Reproduce everything in the passage on NHS drug commissioning from "It is anticipated" down to "widely publicised recommendation.", word for word.

Excerpted text →
════════

There can be few allegations that NHS commissioning managers dread as much as “the postcode lottery” – the charge that patients in some areas are being denied drugs and treatments available in others. Although this concern was one of the reasons behind the establishment of NICE, over the years the backlog of drugs licensed, but still awaiting NICE’s attention, has increased. Secretary of State for Health, Alan Johnson, has declared that “we can speed up the NICE process” and that is indeed one of the Darzi report’s conclusions.
But there will always be new, unapproved treatments – and patients and clinicians keen to use them – however short the approval time. The thinking behind the newly established Primary Care Commissioning Network is that it will pool PCTs’ expertise to assist them in reaching difficult decisions on prioritising drugs and treatments, in advance of the publication of NICE guidance. After all, HSC 1999/176 has long made it clear that it is not acceptable to cite a lack of NICE guidance as a reason for not providing treatment. If challenged, a PCT must be able to demonstrate that it has taken all the relevant cost and clinical-effectiveness data rigorously into account.
It is anticipated that individual PCTs will put forward areas of expertise where they would be happy to assess new drugs and treatments. Once the evaluations have taken place, the consequent recommendations will be disseminated to all PCTs. Whether or not this leads to greater consistency nationwide remains to be seen, however, as there is no obligation on PCTs to accept the recommendations. Having seen NICE, a large and robust organisation, on the receiving end of high-octane fury for some of its decisions, it will be a bold PCT that will be prepared to break away from a widely publicised recommendation.

════════

Recorded data →
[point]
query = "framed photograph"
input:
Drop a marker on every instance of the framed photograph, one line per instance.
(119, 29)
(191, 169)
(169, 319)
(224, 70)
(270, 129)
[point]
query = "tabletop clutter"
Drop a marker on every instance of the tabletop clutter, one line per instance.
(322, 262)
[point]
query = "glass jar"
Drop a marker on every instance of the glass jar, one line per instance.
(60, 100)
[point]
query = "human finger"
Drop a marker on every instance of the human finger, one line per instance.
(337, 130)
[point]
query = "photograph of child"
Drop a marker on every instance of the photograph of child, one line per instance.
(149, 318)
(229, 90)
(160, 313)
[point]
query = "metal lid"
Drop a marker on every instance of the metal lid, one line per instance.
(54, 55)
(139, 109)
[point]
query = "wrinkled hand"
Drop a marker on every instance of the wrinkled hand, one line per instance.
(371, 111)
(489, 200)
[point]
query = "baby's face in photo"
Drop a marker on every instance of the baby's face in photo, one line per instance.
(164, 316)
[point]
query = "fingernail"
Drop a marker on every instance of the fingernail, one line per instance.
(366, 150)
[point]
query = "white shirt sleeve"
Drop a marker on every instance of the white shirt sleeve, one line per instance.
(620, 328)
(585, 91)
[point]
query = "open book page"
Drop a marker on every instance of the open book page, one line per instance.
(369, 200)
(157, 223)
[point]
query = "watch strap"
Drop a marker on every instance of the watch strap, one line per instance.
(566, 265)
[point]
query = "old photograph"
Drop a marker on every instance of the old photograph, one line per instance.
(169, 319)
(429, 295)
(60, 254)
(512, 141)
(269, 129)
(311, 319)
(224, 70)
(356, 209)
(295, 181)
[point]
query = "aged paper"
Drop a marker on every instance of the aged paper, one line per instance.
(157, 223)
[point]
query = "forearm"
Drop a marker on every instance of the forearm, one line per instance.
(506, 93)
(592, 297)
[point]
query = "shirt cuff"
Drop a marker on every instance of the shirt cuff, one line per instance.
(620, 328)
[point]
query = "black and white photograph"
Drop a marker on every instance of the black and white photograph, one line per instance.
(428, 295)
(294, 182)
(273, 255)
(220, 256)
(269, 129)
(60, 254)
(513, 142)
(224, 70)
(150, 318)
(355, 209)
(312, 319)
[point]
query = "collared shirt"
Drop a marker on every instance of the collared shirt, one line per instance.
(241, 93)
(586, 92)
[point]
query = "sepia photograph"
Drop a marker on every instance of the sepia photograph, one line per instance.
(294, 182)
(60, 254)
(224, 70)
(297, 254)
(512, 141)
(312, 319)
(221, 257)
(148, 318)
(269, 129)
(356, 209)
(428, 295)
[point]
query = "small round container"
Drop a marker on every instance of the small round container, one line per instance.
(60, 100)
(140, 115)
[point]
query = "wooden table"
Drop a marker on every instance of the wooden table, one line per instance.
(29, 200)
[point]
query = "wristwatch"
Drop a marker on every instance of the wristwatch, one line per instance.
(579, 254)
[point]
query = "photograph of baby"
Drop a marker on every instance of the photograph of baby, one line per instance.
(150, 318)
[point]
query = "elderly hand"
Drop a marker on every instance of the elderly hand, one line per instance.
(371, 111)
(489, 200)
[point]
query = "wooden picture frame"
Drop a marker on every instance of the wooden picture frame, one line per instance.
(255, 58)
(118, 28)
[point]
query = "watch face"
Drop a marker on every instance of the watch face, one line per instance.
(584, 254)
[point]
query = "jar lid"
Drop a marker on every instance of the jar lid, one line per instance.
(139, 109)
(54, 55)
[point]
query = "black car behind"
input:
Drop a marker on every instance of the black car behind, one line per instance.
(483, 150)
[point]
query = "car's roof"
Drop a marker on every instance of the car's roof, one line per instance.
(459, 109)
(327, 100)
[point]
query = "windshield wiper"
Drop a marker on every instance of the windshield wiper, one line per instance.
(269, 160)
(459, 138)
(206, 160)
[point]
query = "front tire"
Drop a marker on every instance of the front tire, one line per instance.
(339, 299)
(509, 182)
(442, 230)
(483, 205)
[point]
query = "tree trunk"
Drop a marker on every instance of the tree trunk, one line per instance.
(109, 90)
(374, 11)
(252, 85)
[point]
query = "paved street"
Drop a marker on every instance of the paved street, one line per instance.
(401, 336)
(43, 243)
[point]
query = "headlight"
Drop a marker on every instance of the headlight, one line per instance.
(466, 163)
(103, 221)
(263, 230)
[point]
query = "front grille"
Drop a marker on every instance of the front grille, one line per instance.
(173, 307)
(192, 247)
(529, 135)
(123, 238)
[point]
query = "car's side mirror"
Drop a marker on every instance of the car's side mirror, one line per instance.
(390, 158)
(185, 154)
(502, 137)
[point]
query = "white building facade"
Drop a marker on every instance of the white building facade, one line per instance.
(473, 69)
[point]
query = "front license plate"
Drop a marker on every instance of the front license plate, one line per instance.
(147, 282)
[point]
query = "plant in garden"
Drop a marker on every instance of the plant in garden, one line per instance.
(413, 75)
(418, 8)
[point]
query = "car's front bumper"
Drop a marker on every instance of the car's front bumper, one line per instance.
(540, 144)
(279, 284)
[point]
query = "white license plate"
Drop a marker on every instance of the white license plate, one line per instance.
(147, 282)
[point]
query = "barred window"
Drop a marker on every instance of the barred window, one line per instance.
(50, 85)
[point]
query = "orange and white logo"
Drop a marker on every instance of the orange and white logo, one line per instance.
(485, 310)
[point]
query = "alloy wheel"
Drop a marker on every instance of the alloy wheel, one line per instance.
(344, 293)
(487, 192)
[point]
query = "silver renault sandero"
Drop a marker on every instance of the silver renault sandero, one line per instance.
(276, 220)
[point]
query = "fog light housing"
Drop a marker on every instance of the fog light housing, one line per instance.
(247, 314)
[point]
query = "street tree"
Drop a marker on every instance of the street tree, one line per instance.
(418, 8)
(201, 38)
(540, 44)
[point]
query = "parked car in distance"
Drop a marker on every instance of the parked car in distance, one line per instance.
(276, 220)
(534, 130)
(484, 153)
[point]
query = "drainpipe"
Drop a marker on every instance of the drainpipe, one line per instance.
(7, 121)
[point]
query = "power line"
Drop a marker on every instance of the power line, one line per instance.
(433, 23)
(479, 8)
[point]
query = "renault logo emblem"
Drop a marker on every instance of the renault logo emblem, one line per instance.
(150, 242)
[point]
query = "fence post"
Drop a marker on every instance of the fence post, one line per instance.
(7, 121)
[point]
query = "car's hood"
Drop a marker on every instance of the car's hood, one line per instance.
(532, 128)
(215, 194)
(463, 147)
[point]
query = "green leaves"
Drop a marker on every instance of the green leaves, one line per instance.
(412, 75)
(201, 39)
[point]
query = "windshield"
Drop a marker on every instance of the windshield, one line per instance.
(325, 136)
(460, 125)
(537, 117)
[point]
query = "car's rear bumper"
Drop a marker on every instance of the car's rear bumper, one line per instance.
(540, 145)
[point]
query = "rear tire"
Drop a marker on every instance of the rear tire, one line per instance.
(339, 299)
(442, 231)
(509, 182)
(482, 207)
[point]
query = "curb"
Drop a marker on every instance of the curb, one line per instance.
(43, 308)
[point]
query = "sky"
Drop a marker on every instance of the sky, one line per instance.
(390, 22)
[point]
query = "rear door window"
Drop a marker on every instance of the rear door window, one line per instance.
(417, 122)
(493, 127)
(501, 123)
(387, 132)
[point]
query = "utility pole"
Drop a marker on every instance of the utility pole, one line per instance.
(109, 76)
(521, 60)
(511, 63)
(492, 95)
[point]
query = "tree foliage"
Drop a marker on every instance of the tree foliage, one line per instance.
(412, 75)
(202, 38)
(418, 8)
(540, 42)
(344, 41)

════════

Your solution →
It is anticipated that individual PCTs will put forward areas of expertise where they would be happy to assess new drugs and treatments. Once the evaluations have taken place, the consequent recommendations will be disseminated to all PCTs. Whether or not this leads to greater consistency nationwide remains to be seen, however, as there is no obligation on PCTs to accept the recommendations. Having seen NICE, a large and robust organisation, on the receiving end of high-octane fury for some of its decisions, it will be a bold PCT that will be prepared to break away from a widely publicised recommendation.